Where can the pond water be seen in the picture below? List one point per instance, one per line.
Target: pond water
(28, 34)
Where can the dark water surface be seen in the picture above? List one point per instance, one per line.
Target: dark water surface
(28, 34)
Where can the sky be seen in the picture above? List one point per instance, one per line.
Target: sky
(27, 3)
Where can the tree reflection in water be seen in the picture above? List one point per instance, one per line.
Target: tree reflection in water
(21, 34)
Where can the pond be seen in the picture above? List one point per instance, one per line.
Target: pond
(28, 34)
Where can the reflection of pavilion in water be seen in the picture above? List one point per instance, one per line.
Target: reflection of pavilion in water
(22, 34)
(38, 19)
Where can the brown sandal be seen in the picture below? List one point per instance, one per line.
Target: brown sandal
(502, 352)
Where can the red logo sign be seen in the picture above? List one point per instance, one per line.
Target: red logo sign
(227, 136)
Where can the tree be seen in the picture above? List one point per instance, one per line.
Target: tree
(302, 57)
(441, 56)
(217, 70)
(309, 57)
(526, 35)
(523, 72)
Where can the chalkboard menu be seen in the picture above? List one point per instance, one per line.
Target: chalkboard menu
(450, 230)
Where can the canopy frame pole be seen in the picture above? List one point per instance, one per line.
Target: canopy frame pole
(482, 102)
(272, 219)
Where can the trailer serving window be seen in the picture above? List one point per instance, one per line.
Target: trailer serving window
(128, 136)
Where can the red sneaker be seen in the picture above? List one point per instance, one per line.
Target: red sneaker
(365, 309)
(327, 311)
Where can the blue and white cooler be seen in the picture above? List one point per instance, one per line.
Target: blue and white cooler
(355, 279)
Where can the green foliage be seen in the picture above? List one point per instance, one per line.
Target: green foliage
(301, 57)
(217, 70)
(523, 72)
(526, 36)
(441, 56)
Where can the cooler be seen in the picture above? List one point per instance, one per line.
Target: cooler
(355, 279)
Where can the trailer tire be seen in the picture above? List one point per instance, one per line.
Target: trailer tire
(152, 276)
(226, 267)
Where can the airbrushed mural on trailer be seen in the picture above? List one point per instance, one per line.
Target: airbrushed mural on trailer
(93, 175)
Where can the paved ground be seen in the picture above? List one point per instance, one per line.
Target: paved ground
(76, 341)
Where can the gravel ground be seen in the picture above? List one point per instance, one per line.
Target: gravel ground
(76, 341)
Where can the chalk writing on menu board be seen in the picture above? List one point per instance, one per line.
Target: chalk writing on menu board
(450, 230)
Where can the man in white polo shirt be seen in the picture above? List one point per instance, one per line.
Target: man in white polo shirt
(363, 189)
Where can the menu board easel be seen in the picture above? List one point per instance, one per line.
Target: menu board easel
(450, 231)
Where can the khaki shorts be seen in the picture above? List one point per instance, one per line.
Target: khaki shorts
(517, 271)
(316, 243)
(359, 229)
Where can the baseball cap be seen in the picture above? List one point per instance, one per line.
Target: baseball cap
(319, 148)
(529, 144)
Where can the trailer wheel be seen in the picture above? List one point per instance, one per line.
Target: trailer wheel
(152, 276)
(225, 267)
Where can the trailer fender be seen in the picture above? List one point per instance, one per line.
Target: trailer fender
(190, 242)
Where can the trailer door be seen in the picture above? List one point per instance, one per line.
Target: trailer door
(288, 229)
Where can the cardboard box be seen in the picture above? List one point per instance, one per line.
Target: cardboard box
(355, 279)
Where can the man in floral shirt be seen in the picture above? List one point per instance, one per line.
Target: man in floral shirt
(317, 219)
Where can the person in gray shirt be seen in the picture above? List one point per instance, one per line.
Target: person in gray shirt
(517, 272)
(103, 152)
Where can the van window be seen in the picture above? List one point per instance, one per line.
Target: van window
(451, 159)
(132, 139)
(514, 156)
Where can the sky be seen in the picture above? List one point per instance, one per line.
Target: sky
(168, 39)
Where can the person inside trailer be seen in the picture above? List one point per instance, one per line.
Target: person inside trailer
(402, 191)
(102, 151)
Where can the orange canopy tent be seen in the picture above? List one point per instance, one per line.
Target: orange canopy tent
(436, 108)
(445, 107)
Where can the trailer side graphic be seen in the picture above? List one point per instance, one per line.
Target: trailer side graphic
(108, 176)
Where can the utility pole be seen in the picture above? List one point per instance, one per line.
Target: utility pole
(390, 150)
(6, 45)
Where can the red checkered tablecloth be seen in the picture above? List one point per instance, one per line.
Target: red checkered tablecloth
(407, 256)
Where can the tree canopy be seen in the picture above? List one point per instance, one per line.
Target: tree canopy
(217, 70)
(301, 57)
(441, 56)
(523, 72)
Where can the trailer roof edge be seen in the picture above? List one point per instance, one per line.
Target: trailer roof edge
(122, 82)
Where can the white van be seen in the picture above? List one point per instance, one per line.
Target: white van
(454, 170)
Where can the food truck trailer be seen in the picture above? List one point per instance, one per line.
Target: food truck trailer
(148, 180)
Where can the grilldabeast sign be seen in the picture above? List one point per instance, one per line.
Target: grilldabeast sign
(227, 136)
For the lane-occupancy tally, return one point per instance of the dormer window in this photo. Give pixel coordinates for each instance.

════════════════

TASK TO CARRY OUT: The required result is a verbatim copy of all the entries.

ANSWER BOX:
Where can the pond water be seen in the picture below? List one point per instance, one per line.
Target: pond water
(28, 34)
Where can the dark water surface be seen in the picture above? List one point per instance, one per line.
Target: dark water surface
(28, 34)
Where can the sky be seen in the picture above? List one point per instance, one per line.
Target: sky
(27, 3)
Where can the tree reflection in water be seen in the picture above? List one point per instance, one per line.
Target: tree reflection in water
(21, 34)
Where can the pond be seen in the picture above? List one point per instance, one per line.
Target: pond
(28, 34)
Where can the reflection of pavilion in water be seen in the picture above? List one point per instance, one per line.
Target: reflection of pavilion in water
(22, 34)
(38, 19)
Where can the brown sandal be seen in the picture below? List one point per instance, one per line.
Target: brown sandal
(502, 352)
Where can the red logo sign be seen in the picture above? List one point per instance, one per line.
Target: red logo sign
(227, 136)
Where can the tree be seen in the picture above? List one point per instance, one per line.
Target: tree
(302, 57)
(441, 56)
(217, 70)
(309, 57)
(526, 35)
(523, 72)
Where can the chalkboard menu be seen in the picture above? List one point per instance, one per line.
Target: chalkboard menu
(450, 230)
Where can the canopy frame pole be seen in the picture above? List one point per instance, one per line.
Target: canopy frame pole
(482, 102)
(272, 219)
Where can the trailer serving window be seen in the picture above? List one point per instance, one per line.
Target: trailer serving window
(128, 136)
Where can the red sneaker be seen in the picture above? List one point per instance, one per line.
Target: red sneaker
(365, 309)
(327, 311)
Where can the blue and white cooler be seen in the picture above? List one point per instance, one per line.
Target: blue and white cooler
(355, 279)
Where can the green foliage be seen in the picture above? List one point per instance, one per line.
Target: green foliage
(301, 57)
(217, 70)
(523, 72)
(526, 36)
(441, 56)
Where can the cooler be seen in the picture above? List one point per instance, one per line.
Target: cooler
(355, 279)
Where can the trailer tire be seen in the picture above? List one point per instance, one per line.
Target: trailer tire
(152, 276)
(226, 267)
Where can the airbrushed mural on trailer be seen in the picture above? List one point per instance, one per line.
Target: airbrushed mural on trailer
(93, 175)
Where can the paved ground be seen in the picture above? List one point per instance, one per line.
Target: paved ground
(76, 341)
Where can the gravel ground be seen in the picture above? List one point per instance, one per line.
Target: gravel ground
(76, 341)
Where can the chalk writing on menu board be seen in the picture above? List one point per instance, one per line.
Target: chalk writing on menu board
(450, 230)
Where can the man in white polo shirt be seen in the picture above? List one point per instance, one per line.
Target: man in white polo shirt
(363, 189)
Where can the menu board easel be seen in the picture above? List one point per instance, one per line.
Target: menu board easel
(450, 231)
Where can the khaki shorts be seen in the picture above? List one point per instance, one per line.
Target: khaki shorts
(517, 271)
(316, 243)
(359, 229)
Where can the baseball cap be seen in the picture above? List one point per instance, one per line.
Target: baseball cap
(319, 148)
(529, 144)
Where can the trailer wheel be seen in the picture above? List one point per instance, one per line.
Target: trailer wheel
(152, 276)
(225, 267)
Where can the trailer fender be seen in the picture above? List one point per instance, one per line.
Target: trailer fender
(190, 242)
Where can the trailer door be seen in the picture above? List one point per instance, one per line.
Target: trailer door
(288, 229)
Where can the cardboard box be seen in the picture above? List one point per instance, one per line.
Target: cardboard box
(355, 279)
Where can the man in floral shirt be seen in the picture above? List one point per instance, one per line.
Target: man in floral shirt
(317, 219)
Where can the person in gray shirt be seen in the picture above? List one point per instance, one per line.
Target: person in gray shirt
(517, 272)
(103, 152)
Where can the van window be seen in the picture above? List one point per instance, one per line.
Target: van window
(451, 159)
(132, 139)
(514, 156)
Where can the sky be seen in the picture above? List one point per instance, one per line.
Target: sky
(168, 39)
Where can the person inside trailer be seen in the picture above? List one point per instance, one per line.
Target: person inside trailer
(402, 191)
(102, 151)
Where can the orange canopy tent be seen in the picture above? List one point per instance, one per line.
Target: orange canopy tent
(436, 108)
(445, 107)
Where can the trailer side graphic be seen in the picture above? List one point per instance, one per line.
Target: trailer side graphic
(108, 176)
Where can the utility pole be seen in the picture above? List one point per instance, one per line.
Target: utility pole
(390, 150)
(6, 45)
Where can the red checkered tablecloth be seen in the picture above? List one point per instance, one per line.
Target: red checkered tablecloth
(407, 256)
Where can the tree canopy be seen in the picture above? List one point per instance, one per line.
Target: tree canopy
(217, 70)
(301, 57)
(441, 56)
(523, 72)
Where can the trailer roof edge be seen in the picture above? List one point per instance, one per line.
Target: trailer roof edge
(122, 82)
Where can the white van be seen in the picture above? List one point per instance, one per line.
Target: white van
(454, 170)
Where can the food truck trailer be seen in the picture above? List one point per instance, one per line.
Target: food truck trailer
(148, 180)
Where can the grilldabeast sign be seen in the picture above? List one point per instance, one per line.
Target: grilldabeast sign
(227, 136)
For the lane-occupancy tally, return one point per instance of the dormer window in this photo. Give pixel coordinates for each instance.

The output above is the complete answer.